Excerpt —
►
Jason Poonia Jason Poonia | | 5 min read
Core Web Vitals: How to Check and Improve Your Website Speed

Your website might look great, but if it's slow, Google knows. And Google cares.

Core Web Vitals measure real user experience on your site. They affect your search rankings and your conversion rates. Here's how to check yours and fix problems.

What Are Core Web Vitals?

Core Web Vitals are three metrics measuring user experience:

LCP (Largest Contentful Paint)

What it measures: How fast the main content loads.

Target: Under 2.5 seconds

LCP tracks when the largest content element (usually a hero image or heading) becomes visible. It's about perceived load speed.

INP (Interaction to Next Paint)

What it measures: How responsive your site is to user interactions.

Target: Under 200 milliseconds

INP replaced FID in 2024. It measures the delay between a user action (click, tap, key press) and the visual response. Sluggish sites frustrate users.

CLS (Cumulative Layout Shift)

What it measures: Visual stability during loading.
◄
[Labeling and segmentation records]
►
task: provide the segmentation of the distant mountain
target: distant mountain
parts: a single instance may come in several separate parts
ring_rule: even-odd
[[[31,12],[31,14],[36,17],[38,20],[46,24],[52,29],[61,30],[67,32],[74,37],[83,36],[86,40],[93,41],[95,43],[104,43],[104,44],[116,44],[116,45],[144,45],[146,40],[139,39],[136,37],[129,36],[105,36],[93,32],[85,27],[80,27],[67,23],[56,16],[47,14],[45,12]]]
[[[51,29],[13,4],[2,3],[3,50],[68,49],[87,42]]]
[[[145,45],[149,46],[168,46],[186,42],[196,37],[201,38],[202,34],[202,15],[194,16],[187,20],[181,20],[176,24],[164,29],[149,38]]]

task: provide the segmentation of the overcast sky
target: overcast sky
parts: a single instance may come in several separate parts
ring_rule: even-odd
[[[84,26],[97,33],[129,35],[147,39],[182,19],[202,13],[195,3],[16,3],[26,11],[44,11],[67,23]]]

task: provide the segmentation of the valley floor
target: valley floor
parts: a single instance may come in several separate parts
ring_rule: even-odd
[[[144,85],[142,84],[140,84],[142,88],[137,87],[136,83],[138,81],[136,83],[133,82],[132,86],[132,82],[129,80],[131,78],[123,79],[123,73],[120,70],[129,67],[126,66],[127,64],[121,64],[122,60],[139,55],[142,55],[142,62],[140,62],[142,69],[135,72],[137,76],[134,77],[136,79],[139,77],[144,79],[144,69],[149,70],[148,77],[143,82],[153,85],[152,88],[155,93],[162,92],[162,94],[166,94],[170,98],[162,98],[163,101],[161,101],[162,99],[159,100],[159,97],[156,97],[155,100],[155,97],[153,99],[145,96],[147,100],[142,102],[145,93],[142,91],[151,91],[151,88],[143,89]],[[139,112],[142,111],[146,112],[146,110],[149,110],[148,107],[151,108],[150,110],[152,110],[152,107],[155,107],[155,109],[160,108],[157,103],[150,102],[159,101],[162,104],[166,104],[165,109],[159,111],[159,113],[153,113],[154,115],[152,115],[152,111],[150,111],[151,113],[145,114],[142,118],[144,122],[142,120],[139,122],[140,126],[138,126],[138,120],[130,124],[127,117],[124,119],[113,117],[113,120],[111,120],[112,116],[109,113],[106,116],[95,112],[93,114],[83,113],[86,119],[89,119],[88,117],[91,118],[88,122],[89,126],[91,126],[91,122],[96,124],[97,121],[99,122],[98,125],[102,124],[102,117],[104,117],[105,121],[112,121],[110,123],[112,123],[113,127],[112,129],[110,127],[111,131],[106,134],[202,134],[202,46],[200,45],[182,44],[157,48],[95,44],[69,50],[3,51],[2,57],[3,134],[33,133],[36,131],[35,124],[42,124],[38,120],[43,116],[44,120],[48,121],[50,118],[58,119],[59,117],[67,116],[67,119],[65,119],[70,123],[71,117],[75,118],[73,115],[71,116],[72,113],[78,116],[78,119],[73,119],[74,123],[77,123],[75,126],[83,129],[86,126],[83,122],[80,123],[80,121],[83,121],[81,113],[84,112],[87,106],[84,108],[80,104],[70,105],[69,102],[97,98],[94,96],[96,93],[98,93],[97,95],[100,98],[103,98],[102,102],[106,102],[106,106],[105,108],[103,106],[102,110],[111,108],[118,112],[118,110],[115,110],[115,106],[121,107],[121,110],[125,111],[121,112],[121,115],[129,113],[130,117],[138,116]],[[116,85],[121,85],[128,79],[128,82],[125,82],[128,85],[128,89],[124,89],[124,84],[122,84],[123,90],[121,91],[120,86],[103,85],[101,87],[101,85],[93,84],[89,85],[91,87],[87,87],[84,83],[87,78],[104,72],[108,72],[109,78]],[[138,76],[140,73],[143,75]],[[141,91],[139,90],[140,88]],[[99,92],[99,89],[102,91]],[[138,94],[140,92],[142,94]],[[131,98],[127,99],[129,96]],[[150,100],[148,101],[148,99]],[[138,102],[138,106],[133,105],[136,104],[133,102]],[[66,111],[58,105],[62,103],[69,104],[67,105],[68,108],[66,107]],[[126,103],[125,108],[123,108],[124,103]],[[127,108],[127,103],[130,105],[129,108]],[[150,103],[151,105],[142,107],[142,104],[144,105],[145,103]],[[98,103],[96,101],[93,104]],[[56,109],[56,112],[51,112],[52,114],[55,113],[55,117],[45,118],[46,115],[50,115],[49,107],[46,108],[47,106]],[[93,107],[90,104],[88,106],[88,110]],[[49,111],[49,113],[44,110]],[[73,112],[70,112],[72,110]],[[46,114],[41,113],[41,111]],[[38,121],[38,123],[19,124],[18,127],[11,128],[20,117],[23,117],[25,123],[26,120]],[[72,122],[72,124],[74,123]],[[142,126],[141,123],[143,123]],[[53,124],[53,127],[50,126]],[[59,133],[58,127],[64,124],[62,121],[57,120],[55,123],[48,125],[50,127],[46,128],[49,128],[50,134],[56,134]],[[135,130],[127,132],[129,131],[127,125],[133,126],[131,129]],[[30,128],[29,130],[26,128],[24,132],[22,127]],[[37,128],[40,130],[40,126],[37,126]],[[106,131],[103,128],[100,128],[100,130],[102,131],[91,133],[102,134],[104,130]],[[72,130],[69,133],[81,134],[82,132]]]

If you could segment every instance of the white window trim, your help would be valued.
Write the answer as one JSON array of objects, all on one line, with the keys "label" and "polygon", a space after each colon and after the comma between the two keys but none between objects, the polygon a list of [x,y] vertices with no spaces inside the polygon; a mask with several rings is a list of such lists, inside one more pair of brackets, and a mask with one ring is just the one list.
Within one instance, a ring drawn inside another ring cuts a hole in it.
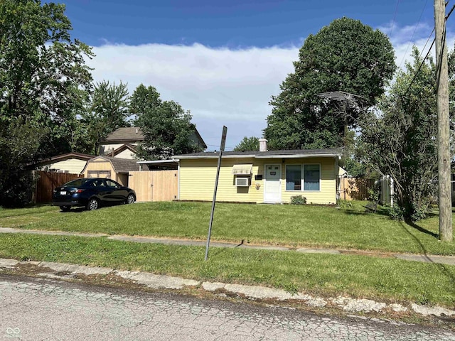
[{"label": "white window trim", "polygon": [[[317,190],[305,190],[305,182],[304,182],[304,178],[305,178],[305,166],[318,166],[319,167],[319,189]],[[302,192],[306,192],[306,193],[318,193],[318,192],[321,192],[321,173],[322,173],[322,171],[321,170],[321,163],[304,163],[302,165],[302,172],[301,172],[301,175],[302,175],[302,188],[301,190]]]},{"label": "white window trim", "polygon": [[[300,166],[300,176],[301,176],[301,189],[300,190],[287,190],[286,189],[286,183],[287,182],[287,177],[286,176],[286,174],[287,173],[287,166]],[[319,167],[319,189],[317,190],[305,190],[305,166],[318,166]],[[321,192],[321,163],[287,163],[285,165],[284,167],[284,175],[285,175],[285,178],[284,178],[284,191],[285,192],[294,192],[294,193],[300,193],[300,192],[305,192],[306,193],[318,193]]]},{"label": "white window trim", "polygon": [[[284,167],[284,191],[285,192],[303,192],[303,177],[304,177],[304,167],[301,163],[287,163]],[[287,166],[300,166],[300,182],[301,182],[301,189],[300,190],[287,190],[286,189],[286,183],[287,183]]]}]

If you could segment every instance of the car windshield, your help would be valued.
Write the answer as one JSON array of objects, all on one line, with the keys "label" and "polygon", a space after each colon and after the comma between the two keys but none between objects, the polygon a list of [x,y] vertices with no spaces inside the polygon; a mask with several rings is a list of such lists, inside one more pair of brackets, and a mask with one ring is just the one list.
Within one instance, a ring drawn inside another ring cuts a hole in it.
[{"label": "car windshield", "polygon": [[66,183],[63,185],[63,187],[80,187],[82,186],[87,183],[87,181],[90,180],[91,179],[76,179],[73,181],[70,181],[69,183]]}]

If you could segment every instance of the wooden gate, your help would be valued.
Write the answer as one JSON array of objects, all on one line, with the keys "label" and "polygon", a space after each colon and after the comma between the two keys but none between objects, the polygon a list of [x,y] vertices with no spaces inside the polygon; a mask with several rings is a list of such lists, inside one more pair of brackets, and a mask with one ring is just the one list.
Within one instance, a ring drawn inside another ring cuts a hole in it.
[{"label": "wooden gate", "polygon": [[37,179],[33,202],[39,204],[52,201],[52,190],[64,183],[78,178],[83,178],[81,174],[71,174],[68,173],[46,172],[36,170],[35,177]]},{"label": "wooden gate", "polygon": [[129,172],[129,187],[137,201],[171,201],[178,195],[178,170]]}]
◄
►
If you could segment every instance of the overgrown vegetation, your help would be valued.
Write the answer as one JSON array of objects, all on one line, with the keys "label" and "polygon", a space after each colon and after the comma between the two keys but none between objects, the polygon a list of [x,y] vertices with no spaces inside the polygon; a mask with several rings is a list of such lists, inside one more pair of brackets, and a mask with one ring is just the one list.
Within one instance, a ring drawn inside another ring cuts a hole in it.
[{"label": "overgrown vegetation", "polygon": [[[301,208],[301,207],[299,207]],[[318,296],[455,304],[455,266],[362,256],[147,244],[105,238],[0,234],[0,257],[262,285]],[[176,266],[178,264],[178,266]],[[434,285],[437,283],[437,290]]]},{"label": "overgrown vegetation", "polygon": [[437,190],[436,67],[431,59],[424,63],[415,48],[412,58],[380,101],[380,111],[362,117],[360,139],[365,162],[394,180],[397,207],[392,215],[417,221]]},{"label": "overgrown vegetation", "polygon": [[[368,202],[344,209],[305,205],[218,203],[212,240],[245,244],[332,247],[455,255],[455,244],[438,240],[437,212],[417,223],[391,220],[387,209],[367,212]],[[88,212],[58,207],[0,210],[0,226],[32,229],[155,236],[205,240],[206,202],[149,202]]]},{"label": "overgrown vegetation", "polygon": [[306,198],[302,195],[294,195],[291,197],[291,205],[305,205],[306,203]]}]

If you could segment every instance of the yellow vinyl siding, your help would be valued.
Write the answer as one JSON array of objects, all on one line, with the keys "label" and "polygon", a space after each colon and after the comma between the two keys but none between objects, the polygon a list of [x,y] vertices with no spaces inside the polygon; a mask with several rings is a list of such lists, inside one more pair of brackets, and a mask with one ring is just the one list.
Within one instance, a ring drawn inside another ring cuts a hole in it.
◄
Tasks to complete —
1) Answer these questions from the Core Web Vitals article:
(a) What is the target time for LCP?
(b) Which metric did INP replace, and in what year?
(c) What does CLS measure?
2) Carry the Core Web Vitals article forward from the point where it stops.
These records have nothing to do with this.

Written answers —
1)
(a) Under 2.5 seconds
(b) FID, in 2024
(c) Visual stability during loading

2)
Target: Under 0.1

CLS tracks unexpected layout shifts. You know when you're about to tap a button and something loads above it, pushing the button down? That's layout shift. Users hate it.

Why Core Web Vitals Matter

Search Rankings

Google confirmed Core Web Vitals are a ranking factor. Not the most important one, but meaningful. All else equal, faster sites rank higher.

User Experience

Slow sites have higher bounce rates and lower conversions. Users expect fast. If your competitor's site loads instantly and yours takes 5 seconds, you lose.

Conversion Rates

Studies consistently show faster sites convert better. Even small improvements matter. One second faster can mean measurably more leads or sales.

How to Check Your Core Web Vitals

Google PageSpeed Insights

The primary tool. Go to pagespeed.web.dev, enter your URL, and get:

  • Real user data (from Chrome users who visited your site)
  • Lab data (simulated tests)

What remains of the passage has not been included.